*** Opening INFORMATION SUPPLIED ***

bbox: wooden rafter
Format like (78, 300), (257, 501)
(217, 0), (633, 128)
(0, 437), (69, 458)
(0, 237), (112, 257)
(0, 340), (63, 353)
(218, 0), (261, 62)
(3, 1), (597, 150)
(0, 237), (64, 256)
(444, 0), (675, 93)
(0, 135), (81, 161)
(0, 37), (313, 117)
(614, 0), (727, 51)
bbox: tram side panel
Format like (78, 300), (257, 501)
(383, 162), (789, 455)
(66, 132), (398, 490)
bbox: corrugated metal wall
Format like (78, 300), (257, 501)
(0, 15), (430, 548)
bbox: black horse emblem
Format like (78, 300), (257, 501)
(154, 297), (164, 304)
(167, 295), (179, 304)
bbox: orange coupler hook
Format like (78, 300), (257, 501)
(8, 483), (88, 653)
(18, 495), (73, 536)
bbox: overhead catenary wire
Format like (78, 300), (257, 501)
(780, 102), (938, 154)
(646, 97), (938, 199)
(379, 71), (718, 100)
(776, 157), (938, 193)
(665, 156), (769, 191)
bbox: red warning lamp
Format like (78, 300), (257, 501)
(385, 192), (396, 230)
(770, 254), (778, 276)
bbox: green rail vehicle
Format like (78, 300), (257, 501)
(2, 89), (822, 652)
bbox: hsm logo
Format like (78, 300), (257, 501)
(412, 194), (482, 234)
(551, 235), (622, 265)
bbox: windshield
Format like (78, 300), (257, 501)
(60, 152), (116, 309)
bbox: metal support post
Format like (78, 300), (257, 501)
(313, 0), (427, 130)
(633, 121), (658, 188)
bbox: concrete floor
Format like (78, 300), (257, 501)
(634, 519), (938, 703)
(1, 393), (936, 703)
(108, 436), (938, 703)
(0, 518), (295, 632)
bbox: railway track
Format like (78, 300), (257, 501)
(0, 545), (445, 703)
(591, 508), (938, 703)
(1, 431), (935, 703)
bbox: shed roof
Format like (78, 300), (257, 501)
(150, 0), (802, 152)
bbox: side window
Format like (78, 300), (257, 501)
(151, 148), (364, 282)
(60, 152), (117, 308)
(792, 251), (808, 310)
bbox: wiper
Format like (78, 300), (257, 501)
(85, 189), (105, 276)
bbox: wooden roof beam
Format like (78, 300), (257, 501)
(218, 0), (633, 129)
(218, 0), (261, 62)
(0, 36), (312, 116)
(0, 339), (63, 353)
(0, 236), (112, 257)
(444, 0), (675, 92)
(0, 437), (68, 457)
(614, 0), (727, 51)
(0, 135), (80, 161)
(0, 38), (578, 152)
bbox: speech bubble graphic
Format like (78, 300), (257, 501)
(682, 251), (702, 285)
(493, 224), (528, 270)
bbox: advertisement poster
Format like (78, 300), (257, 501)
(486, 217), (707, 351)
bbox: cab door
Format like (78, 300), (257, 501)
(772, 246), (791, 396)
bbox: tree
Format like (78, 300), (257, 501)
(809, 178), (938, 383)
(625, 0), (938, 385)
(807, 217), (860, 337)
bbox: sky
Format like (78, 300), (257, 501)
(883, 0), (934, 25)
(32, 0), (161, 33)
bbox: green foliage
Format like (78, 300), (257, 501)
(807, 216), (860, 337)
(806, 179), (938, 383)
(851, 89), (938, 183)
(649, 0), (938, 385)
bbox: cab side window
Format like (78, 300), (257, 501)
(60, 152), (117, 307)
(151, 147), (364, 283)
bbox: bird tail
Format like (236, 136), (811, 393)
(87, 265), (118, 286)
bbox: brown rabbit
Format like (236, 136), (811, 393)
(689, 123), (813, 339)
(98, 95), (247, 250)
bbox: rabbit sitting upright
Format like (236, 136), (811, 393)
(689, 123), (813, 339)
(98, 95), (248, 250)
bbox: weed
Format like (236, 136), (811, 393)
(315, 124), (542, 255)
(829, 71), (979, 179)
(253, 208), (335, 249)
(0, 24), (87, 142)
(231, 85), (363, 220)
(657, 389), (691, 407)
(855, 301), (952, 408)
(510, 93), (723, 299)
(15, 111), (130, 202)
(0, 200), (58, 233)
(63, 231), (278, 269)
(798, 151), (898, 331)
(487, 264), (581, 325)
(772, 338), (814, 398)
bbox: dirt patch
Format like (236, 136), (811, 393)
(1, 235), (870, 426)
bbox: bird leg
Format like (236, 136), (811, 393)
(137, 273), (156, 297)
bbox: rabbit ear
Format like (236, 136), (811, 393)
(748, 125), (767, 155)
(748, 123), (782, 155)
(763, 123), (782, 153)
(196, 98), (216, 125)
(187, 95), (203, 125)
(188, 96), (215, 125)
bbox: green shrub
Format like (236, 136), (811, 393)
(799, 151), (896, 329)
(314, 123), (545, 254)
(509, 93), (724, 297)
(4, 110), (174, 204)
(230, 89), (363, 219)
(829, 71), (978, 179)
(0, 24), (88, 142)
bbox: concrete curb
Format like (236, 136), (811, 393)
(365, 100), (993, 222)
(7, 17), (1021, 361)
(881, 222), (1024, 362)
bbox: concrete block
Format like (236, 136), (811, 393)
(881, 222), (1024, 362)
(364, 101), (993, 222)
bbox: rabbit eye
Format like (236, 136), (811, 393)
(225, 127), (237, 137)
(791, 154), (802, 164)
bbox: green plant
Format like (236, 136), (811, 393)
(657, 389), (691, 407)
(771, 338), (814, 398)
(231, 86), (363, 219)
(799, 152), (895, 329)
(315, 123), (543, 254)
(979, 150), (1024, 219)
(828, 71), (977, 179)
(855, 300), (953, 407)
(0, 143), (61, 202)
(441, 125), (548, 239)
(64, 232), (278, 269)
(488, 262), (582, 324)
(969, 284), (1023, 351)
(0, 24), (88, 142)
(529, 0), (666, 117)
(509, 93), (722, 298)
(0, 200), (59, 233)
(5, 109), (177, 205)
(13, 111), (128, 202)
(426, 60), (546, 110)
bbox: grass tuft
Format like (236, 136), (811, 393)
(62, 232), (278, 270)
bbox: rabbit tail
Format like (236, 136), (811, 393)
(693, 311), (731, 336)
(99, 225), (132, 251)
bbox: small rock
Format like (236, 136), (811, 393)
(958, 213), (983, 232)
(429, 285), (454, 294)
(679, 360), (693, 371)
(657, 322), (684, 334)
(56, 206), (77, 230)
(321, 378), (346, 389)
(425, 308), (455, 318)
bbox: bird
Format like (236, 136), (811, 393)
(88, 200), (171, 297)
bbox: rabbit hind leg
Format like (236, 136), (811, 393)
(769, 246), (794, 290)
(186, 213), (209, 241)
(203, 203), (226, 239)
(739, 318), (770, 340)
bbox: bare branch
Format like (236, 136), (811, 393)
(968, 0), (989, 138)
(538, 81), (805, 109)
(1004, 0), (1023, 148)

*** Closing INFORMATION SUPPLIED ***

= PROBLEM REQUIREMENTS =
Output each line of the material above. Nothing should differ from the original.

= EXERCISE ANSWER =
bbox: wooden rafter
Format like (78, 300), (257, 501)
(217, 0), (633, 128)
(0, 437), (69, 458)
(0, 237), (112, 257)
(0, 340), (63, 353)
(218, 0), (261, 62)
(3, 1), (597, 150)
(0, 237), (64, 256)
(444, 0), (675, 93)
(0, 135), (81, 161)
(0, 37), (313, 117)
(614, 0), (727, 51)
bbox: tram side panel
Format like (78, 300), (257, 501)
(383, 162), (789, 455)
(66, 132), (398, 490)
bbox: corrugated metal wall
Format like (78, 300), (257, 501)
(0, 15), (430, 548)
bbox: black horse emblem
Format like (78, 300), (257, 501)
(154, 297), (164, 304)
(167, 295), (179, 304)
bbox: orange coupler hook
Format like (78, 300), (257, 501)
(8, 483), (88, 653)
(18, 495), (73, 536)
bbox: overhead catenary wire
Format like (78, 300), (257, 501)
(780, 102), (938, 154)
(646, 97), (938, 199)
(379, 71), (718, 100)
(776, 157), (938, 193)
(665, 156), (769, 191)
bbox: red warning lamp
Format like (78, 300), (257, 501)
(385, 192), (396, 230)
(770, 254), (778, 276)
bbox: green rail vehicle
Format like (78, 300), (257, 501)
(2, 89), (822, 652)
bbox: hsm logo
Format like (78, 300), (257, 501)
(412, 194), (482, 234)
(551, 235), (622, 265)
bbox: windshield
Format like (78, 300), (257, 501)
(60, 152), (116, 309)
bbox: metal support post
Format like (78, 300), (257, 501)
(313, 0), (427, 130)
(633, 121), (658, 188)
bbox: concrete floor
Format like (78, 300), (257, 501)
(634, 519), (938, 703)
(1, 393), (936, 703)
(108, 436), (938, 703)
(0, 518), (295, 632)
bbox: railway track
Format like (78, 300), (257, 501)
(0, 545), (445, 703)
(591, 508), (938, 703)
(1, 431), (935, 703)
bbox: shed roof
Format like (78, 300), (257, 501)
(150, 0), (802, 152)
bbox: side window
Format like (78, 300), (257, 501)
(151, 148), (364, 282)
(60, 152), (117, 308)
(792, 251), (808, 310)
bbox: wiper
Format like (78, 300), (257, 501)
(85, 189), (105, 276)
bbox: wooden roof beam
Format like (78, 300), (257, 501)
(218, 0), (633, 129)
(218, 0), (261, 62)
(0, 36), (312, 116)
(0, 339), (63, 353)
(0, 236), (112, 257)
(444, 0), (675, 92)
(0, 437), (68, 457)
(614, 0), (727, 51)
(0, 135), (80, 161)
(0, 38), (578, 152)
bbox: speech bubble graphic
Format like (78, 300), (257, 501)
(682, 251), (702, 285)
(493, 224), (528, 270)
bbox: advertisement poster
Format like (78, 300), (257, 501)
(486, 217), (707, 351)
bbox: cab door
Format like (78, 300), (257, 501)
(772, 246), (791, 396)
bbox: tree
Format like (78, 300), (257, 501)
(809, 178), (938, 383)
(625, 0), (938, 385)
(807, 217), (860, 337)
bbox: sky
Format like (78, 300), (257, 501)
(883, 0), (934, 25)
(32, 0), (161, 33)
bbox: green foliage
Format like (78, 300), (257, 501)
(807, 216), (860, 337)
(806, 179), (938, 383)
(851, 89), (938, 183)
(649, 0), (938, 385)
bbox: cab side window
Format like (78, 300), (257, 501)
(60, 152), (117, 307)
(151, 147), (364, 283)
bbox: bird tail
Format like (236, 136), (811, 393)
(87, 265), (118, 286)
bbox: brown rabbit
Format like (236, 136), (811, 393)
(689, 123), (813, 339)
(98, 95), (247, 250)
bbox: rabbit sitting upright
Format like (236, 136), (811, 393)
(689, 123), (813, 339)
(98, 95), (248, 250)
bbox: weed
Format like (236, 136), (811, 393)
(315, 124), (542, 255)
(829, 71), (979, 179)
(253, 208), (335, 249)
(0, 24), (87, 142)
(231, 85), (363, 220)
(657, 389), (691, 407)
(855, 301), (952, 408)
(510, 93), (723, 299)
(15, 111), (130, 202)
(0, 200), (58, 233)
(63, 231), (278, 269)
(798, 151), (898, 331)
(487, 264), (581, 325)
(772, 338), (814, 398)
bbox: dirt patch
Format like (236, 136), (811, 393)
(1, 235), (870, 426)
bbox: bird leg
Format like (236, 136), (811, 393)
(137, 273), (156, 297)
bbox: rabbit ear
Format like (236, 136), (811, 393)
(748, 125), (767, 155)
(748, 123), (782, 155)
(763, 123), (782, 153)
(196, 98), (216, 125)
(187, 95), (203, 125)
(188, 96), (215, 125)
bbox: green shrub
Format like (236, 136), (811, 393)
(799, 151), (896, 329)
(314, 123), (545, 254)
(509, 93), (724, 297)
(4, 110), (174, 204)
(230, 89), (363, 219)
(829, 71), (978, 179)
(0, 24), (88, 142)
bbox: concrete curb
Format like (236, 136), (811, 393)
(365, 100), (993, 222)
(7, 17), (1021, 361)
(881, 222), (1024, 362)
bbox: concrete block
Format like (236, 136), (811, 393)
(881, 222), (1024, 362)
(364, 101), (993, 222)
bbox: rabbit eye
Format like (236, 136), (811, 393)
(225, 127), (237, 137)
(791, 154), (802, 164)
bbox: green plant
Format like (236, 136), (811, 393)
(657, 389), (691, 407)
(771, 338), (814, 398)
(231, 86), (363, 219)
(799, 152), (895, 329)
(315, 123), (543, 254)
(979, 150), (1024, 219)
(828, 71), (977, 179)
(855, 300), (953, 407)
(0, 143), (61, 202)
(441, 125), (548, 239)
(64, 232), (278, 269)
(488, 262), (582, 324)
(969, 284), (1023, 351)
(0, 24), (88, 142)
(529, 0), (666, 117)
(509, 93), (722, 298)
(0, 200), (59, 233)
(5, 109), (177, 205)
(13, 111), (128, 202)
(426, 60), (546, 110)
bbox: grass tuft
Format like (236, 136), (811, 393)
(62, 232), (278, 270)
bbox: rabbit tail
Format like (236, 136), (811, 393)
(693, 311), (731, 336)
(99, 225), (132, 251)
bbox: small rock
Format like (236, 136), (811, 393)
(958, 213), (983, 232)
(429, 285), (454, 294)
(679, 360), (693, 371)
(657, 322), (684, 334)
(56, 206), (77, 230)
(321, 378), (346, 389)
(425, 308), (455, 318)
bbox: bird
Format like (236, 136), (811, 393)
(88, 200), (171, 297)
bbox: rabbit hind leg
Format like (236, 136), (811, 393)
(769, 246), (794, 290)
(186, 213), (209, 241)
(203, 203), (226, 239)
(739, 318), (770, 340)
bbox: bare branch
Format like (236, 136), (811, 393)
(968, 0), (989, 138)
(538, 81), (805, 109)
(1004, 0), (1023, 148)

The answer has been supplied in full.